Exercise requirements: Each entry is to be retyped exactly as it appears. Leave the images out.

....

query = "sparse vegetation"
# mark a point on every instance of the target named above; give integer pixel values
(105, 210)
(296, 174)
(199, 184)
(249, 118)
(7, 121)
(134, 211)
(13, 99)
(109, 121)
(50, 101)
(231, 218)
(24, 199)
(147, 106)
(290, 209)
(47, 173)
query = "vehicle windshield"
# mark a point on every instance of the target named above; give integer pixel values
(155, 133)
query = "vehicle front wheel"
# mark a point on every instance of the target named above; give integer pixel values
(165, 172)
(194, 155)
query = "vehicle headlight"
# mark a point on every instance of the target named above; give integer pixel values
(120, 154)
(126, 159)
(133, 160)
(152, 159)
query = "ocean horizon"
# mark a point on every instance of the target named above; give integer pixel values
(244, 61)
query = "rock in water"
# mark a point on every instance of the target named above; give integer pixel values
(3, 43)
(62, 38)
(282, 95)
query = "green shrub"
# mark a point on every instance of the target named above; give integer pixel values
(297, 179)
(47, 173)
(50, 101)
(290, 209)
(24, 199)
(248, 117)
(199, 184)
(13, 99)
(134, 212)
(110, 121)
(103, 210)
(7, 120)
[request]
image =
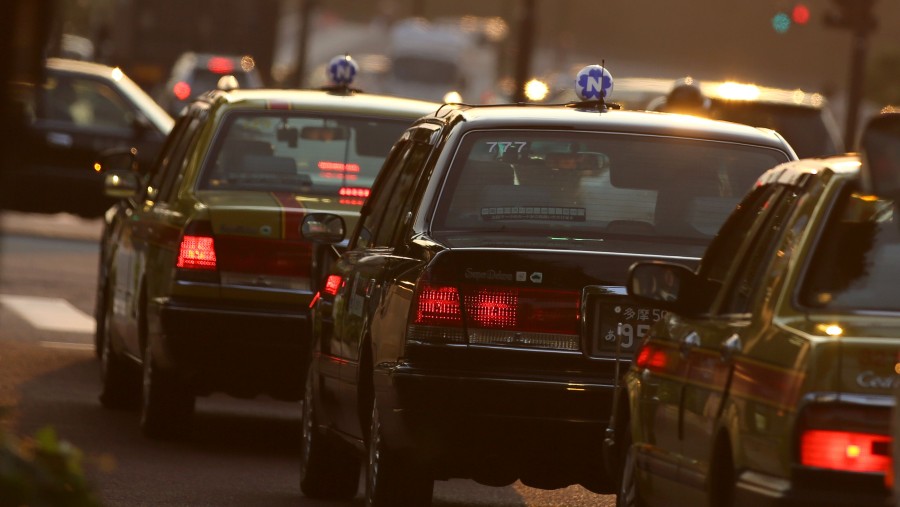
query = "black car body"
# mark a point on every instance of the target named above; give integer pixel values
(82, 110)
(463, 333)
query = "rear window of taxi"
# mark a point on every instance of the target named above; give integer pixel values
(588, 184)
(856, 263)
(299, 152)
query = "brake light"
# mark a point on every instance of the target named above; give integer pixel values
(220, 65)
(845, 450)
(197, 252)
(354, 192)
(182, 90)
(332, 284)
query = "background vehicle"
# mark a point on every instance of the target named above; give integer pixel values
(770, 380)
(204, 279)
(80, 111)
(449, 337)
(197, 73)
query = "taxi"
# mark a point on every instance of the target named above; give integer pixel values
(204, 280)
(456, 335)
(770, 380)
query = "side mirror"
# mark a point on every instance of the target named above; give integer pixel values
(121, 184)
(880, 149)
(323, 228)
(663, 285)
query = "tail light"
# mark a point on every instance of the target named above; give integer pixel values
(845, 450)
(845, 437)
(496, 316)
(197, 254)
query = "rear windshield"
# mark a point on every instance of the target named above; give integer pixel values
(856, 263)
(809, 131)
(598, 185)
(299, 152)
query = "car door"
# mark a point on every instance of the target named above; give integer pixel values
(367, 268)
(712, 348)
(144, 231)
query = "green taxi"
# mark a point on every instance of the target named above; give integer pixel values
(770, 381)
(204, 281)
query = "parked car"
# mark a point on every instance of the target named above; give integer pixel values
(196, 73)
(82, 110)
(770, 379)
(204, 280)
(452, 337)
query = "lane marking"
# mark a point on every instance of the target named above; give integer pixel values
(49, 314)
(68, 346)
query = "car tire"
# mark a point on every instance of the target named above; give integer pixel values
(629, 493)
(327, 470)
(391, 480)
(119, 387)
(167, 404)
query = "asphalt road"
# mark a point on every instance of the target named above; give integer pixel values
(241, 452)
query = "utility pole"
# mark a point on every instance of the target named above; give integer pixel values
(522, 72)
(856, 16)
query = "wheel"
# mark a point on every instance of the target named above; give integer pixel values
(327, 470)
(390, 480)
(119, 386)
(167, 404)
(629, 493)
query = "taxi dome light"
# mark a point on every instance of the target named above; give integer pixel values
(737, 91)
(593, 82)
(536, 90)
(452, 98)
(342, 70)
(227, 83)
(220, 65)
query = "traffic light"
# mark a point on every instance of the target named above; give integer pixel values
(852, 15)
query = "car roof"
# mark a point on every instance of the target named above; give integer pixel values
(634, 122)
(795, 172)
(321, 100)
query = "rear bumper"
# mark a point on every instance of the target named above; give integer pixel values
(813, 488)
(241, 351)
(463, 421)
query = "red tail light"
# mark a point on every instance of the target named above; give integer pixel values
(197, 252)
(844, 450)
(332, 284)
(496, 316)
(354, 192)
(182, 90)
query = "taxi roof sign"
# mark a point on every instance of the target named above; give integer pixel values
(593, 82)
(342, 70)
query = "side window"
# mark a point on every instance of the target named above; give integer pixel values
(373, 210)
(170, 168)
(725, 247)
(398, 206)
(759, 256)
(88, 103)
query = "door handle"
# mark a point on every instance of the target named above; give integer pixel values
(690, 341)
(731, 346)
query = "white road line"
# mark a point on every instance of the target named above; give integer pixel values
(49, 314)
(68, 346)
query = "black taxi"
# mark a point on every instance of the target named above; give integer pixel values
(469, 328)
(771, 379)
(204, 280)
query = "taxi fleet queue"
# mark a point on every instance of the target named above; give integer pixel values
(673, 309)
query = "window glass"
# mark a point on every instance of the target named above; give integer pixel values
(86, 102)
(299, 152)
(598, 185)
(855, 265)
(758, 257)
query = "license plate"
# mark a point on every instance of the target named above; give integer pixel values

....

Solution for this problem:
query = "sparse vegetation"
# mark a point on every instance of the target named above; give integer pixel values
(105, 210)
(296, 174)
(199, 184)
(249, 118)
(7, 121)
(134, 211)
(13, 99)
(109, 121)
(50, 101)
(231, 218)
(24, 199)
(147, 106)
(290, 209)
(47, 173)
query = "vehicle windshield"
# mark a point on every instance of the target named above; give integer pixel values
(155, 133)
query = "vehicle front wheel"
# mark a point on every instance of the target named above; give integer pixel values
(165, 172)
(194, 155)
query = "vehicle headlight"
# mark a point on every instance of the target named above; give integer pixel values
(120, 154)
(126, 159)
(133, 160)
(152, 159)
query = "ocean horizon"
# mark a point on every instance of the target named above; give integer pixel values
(244, 61)
query = "rock in water"
# mark a point on every instance of the target named above; give integer pixel values
(3, 43)
(62, 38)
(282, 95)
query = "green shrub"
# mark a point on every instance of the target named above; give integer pixel values
(297, 179)
(47, 173)
(50, 101)
(290, 209)
(24, 199)
(248, 117)
(199, 184)
(13, 99)
(134, 212)
(110, 121)
(103, 210)
(7, 120)
[request]
image =
query = "black car body"
# mark a point on every instance of the target named above; give integer pixel values
(82, 110)
(463, 333)
query = "rear window of taxi"
# mark a point on every instance of the target named above; give integer pixel values
(588, 184)
(856, 263)
(299, 152)
query = "brake light"
# mark a point on every instance of the target named above; give integer pixel values
(220, 65)
(845, 450)
(197, 252)
(354, 192)
(182, 90)
(332, 284)
query = "background vehicle"
# mark a point on every instance of the target named above; give integer pixel values
(770, 380)
(204, 279)
(80, 111)
(449, 337)
(197, 73)
query = "taxi"
# mark a point on every instance of the target named above; give integer pixel values
(204, 280)
(456, 335)
(770, 380)
query = "side mirror"
# mark a point on every instance of the target named above; give integer pixel values
(121, 184)
(880, 149)
(323, 228)
(663, 285)
query = "tail light"
# mark a point on every instance of the target named above; give integer pixel values
(845, 450)
(845, 437)
(496, 316)
(197, 254)
query = "rear windshield"
# mark a point on every instance of the target named above; give integer pixel values
(856, 263)
(809, 131)
(598, 185)
(299, 152)
query = "car door"
# mark a point on every instance of the target named above; give integer pixel values
(367, 268)
(712, 348)
(144, 231)
query = "green taxi"
# mark a point on every instance of the target named above; give integer pixel values
(770, 381)
(204, 281)
query = "parked car"
# mark a point on every instance of the target named above; give integer pixel values
(196, 73)
(82, 110)
(770, 379)
(204, 280)
(452, 337)
query = "lane marking"
# mark a point on every instance of the target named above; give integer pixel values
(49, 314)
(68, 346)
query = "car tire"
# mark a point on every instance of the target named above; give integer pixel values
(629, 493)
(327, 470)
(391, 480)
(119, 387)
(167, 404)
query = "asphalt road"
# mark a point on every instance of the target named above; give integer pixel values
(241, 452)
query = "utility pole"
# mark a point on every instance of the target named above; give integer pixel values
(522, 72)
(856, 16)
query = "wheel"
# mark a point on every instance of the target named above; give integer pixel values
(327, 470)
(390, 480)
(119, 386)
(167, 404)
(629, 493)
query = "taxi dome light"
# mark a point on every instance of the target named above; give integer pixel values
(737, 91)
(593, 82)
(536, 90)
(452, 98)
(342, 70)
(227, 83)
(220, 65)
query = "traffic light"
# mark a point on every instance of the target named above; give integer pixel values
(852, 15)
query = "car roof"
# mark a point on every instance of the target named above; give integer pixel values
(634, 122)
(795, 172)
(321, 100)
query = "rear bumper"
# mark a point on every instance of the target named above; give integer pixel values
(813, 488)
(241, 351)
(463, 421)
query = "red tail light"
# mark a point on every instance of the target named above; give integer pixel values
(197, 252)
(844, 450)
(332, 284)
(496, 316)
(354, 192)
(182, 90)
query = "taxi roof sign"
# mark a point on every instance of the target named above; give integer pixel values
(593, 82)
(342, 70)
query = "side window"
# mark a point on every instance of the target named above; give integer pixel values
(373, 210)
(170, 168)
(725, 247)
(398, 206)
(759, 256)
(88, 103)
query = "door handle"
# mark a point on every instance of the target named above; give integer pixel values
(690, 341)
(731, 346)
query = "white road line"
# mark a point on every instance of the target named above; give integer pixel values
(49, 314)
(68, 346)
query = "black taxi"
# mark a point on every instance of the target named above; give integer pixel values
(469, 328)
(771, 379)
(204, 280)
query = "taxi fleet queue"
# mark a point on every instance of the target named above; give integer pixel values
(673, 309)
query = "window glass"
# mark a point on every instance of the target named above; give integer pixel values
(86, 102)
(299, 152)
(598, 185)
(855, 265)
(758, 257)
query = "license plate"
# mark a point on every instance of the target named above; give integer pixel values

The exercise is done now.